## The exercise
Report every line in the data below that contains the string "plastic".

## Exercise inputs
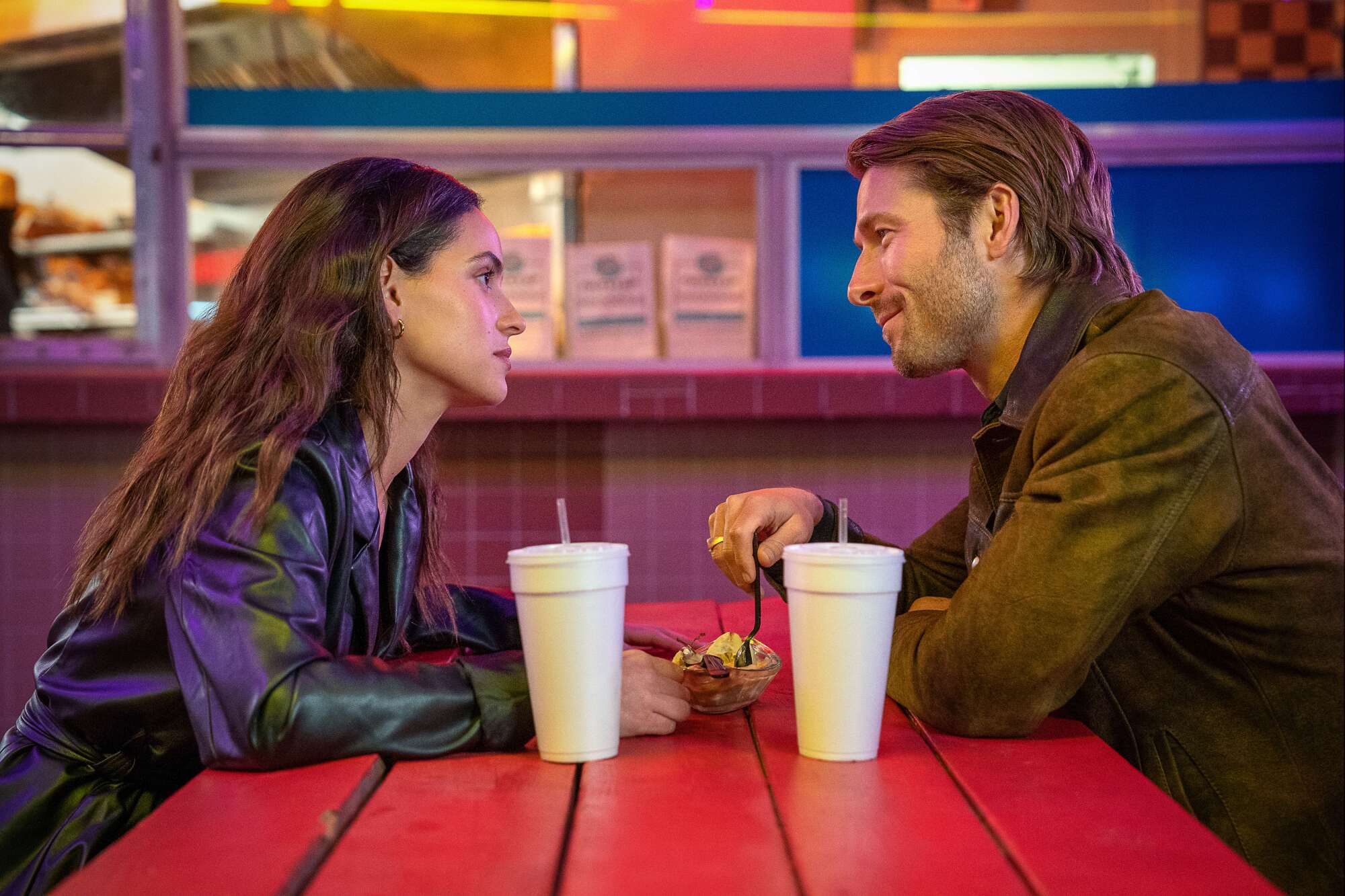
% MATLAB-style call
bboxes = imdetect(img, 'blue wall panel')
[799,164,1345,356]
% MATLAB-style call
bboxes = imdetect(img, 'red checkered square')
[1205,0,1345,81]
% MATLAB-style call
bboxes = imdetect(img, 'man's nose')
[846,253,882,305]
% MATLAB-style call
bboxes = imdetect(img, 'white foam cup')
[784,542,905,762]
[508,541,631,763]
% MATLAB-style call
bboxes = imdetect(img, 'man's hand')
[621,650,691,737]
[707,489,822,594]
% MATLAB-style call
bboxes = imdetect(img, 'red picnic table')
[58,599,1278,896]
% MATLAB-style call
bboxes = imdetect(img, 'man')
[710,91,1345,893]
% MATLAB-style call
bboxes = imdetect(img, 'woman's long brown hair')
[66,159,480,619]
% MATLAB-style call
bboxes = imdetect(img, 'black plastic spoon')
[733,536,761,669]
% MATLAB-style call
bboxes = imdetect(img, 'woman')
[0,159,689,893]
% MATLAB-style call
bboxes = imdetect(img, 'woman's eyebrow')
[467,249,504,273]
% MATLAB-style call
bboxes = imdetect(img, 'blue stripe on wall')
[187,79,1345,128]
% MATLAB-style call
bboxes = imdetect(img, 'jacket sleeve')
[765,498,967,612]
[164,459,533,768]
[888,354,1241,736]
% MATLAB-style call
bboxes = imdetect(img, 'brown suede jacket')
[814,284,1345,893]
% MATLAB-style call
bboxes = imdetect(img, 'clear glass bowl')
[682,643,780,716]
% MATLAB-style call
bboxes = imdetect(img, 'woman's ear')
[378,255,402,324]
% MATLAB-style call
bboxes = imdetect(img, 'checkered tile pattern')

...

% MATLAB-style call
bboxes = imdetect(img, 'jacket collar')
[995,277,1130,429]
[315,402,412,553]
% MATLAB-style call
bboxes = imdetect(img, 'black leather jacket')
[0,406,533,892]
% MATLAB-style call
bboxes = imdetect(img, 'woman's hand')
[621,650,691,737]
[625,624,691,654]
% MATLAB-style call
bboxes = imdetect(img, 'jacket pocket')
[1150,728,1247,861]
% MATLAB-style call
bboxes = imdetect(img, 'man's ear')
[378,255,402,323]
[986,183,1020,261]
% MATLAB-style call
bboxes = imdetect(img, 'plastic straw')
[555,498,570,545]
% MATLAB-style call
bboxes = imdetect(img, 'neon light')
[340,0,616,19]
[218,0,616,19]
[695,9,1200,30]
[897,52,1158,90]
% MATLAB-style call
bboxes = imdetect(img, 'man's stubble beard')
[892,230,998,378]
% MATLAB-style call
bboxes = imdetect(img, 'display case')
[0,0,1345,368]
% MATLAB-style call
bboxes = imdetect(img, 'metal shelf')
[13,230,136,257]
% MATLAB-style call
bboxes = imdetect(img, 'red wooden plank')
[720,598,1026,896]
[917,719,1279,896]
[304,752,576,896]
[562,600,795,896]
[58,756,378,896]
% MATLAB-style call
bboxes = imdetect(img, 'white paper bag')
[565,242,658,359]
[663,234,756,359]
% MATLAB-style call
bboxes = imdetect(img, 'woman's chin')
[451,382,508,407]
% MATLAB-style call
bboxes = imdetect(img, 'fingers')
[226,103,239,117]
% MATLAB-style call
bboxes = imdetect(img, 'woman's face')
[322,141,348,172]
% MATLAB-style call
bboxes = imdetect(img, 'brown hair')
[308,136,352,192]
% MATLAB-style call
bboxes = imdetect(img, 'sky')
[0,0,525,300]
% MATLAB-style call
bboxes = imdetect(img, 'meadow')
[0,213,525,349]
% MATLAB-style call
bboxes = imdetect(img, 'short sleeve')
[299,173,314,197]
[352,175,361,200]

...

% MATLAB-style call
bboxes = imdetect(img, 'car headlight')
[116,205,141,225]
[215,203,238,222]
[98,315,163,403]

## Task answer
bboxes = imdetect(img, 'black plastic spoon')
bboxes = imdetect(img, 'plastic straw')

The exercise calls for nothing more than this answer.